> [EXERCISE BRIEF]
Write out word for word each line from the top of the material through the line that has "box: [188, 258, 240, 319]". Pictures do not go in.

*** RECORDS FOR THE TASK Section Begins ***

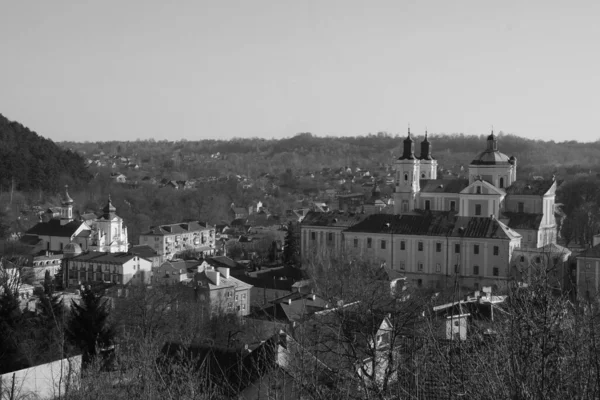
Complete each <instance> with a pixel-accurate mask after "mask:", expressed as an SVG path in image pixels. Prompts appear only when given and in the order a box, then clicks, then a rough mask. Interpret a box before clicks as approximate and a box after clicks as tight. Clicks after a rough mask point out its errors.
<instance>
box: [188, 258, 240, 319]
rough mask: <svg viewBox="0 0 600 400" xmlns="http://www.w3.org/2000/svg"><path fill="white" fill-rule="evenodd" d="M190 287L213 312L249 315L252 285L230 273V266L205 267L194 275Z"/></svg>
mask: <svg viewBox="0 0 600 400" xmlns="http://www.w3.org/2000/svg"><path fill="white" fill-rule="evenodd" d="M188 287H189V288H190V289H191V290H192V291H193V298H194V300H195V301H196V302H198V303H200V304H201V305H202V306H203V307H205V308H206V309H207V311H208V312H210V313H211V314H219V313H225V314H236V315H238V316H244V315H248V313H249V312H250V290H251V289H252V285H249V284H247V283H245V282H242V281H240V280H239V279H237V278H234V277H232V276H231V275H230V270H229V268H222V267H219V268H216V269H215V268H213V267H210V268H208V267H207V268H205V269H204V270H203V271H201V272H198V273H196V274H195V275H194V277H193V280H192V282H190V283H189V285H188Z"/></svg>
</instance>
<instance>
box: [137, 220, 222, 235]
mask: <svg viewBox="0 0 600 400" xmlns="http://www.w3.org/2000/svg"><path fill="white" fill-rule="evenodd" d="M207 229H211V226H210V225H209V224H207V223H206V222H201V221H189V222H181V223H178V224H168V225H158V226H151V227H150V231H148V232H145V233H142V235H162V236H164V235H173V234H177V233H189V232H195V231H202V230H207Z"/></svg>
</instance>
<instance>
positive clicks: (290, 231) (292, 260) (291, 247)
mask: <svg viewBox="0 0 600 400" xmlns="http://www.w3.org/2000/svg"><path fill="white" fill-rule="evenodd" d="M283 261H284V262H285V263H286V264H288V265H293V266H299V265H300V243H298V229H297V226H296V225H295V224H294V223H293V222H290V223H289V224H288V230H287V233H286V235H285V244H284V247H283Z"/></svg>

*** RECORDS FOR THE TASK Section Ends ***

> [ANSWER SECTION]
Complete each <instance> with a pixel-accurate mask after "mask:", expressed as an SVG path in image pixels. Prompts appear only when given and in the order a box, then clicks, then a rough mask. Interpret a box before clicks as approximate and a box after clicks as tight. Clicks after a rough mask point out its errors.
<instance>
box: [188, 258, 240, 319]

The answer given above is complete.